YOUR INSTRUCTIONS:
Write out each line of the records that has "below" in it.

DATA:
= = =

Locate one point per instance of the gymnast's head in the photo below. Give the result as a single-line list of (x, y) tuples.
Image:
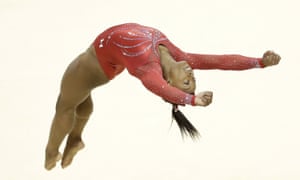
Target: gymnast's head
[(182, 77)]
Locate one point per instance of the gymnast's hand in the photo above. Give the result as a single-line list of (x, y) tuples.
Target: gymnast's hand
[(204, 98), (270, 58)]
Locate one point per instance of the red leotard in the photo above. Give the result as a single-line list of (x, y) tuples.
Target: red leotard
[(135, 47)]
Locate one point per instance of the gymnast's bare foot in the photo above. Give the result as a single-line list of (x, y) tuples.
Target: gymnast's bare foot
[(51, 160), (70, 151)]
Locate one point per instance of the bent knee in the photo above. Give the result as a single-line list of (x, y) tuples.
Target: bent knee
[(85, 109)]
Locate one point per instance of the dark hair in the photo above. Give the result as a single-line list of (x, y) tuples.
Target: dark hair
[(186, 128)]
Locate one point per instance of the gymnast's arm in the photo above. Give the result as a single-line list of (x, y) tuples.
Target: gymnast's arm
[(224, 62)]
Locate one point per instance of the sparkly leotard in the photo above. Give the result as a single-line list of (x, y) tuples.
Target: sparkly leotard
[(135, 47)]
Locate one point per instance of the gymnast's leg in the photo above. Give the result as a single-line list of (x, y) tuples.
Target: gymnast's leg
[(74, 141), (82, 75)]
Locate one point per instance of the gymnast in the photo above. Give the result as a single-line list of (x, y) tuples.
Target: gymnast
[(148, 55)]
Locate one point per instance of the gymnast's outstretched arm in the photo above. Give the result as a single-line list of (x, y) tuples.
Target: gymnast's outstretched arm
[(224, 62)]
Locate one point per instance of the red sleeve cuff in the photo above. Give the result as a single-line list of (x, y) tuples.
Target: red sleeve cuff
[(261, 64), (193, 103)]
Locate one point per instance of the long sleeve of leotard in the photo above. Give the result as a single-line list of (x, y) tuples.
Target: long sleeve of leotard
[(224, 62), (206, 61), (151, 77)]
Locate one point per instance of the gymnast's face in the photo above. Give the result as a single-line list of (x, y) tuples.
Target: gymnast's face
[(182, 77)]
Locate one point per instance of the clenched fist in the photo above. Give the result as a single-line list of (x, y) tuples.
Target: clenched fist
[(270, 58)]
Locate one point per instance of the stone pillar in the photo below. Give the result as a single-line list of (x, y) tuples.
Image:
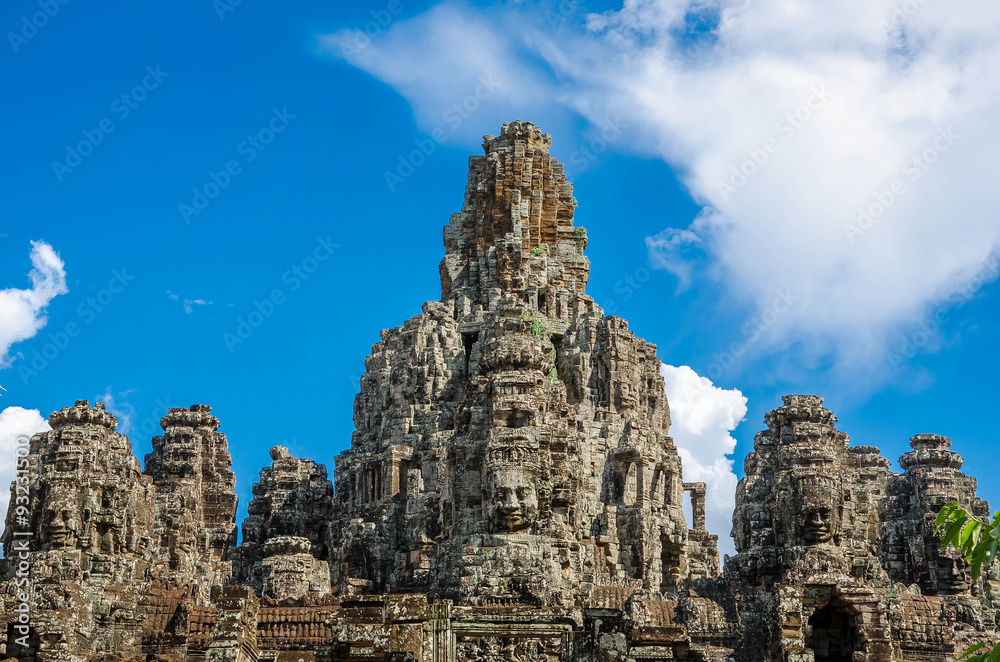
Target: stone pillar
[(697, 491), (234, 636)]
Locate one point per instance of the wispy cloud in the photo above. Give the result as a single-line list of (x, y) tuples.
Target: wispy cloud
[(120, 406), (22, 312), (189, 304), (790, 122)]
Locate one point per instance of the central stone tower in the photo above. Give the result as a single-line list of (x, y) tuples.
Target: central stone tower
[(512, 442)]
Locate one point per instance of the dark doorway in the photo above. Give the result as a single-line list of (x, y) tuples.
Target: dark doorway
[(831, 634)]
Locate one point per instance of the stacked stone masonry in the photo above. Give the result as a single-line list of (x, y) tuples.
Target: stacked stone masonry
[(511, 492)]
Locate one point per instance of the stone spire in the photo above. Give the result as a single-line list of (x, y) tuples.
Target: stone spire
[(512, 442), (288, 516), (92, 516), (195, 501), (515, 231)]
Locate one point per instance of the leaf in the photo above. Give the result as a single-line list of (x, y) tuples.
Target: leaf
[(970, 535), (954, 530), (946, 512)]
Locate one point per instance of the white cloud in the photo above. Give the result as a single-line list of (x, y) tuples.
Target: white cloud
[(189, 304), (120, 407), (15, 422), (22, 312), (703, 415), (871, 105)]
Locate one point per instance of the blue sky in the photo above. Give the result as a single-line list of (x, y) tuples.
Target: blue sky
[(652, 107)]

= = =

PROBLEM SOLUTION:
Locate one point per instance of the gymnast's head in the photo below. Give the result as a single-line list of (x, y) tuples.
Locate one point per instance of the stone pillar in the photo below. Give the result as a single-line list of (x, y) tuples.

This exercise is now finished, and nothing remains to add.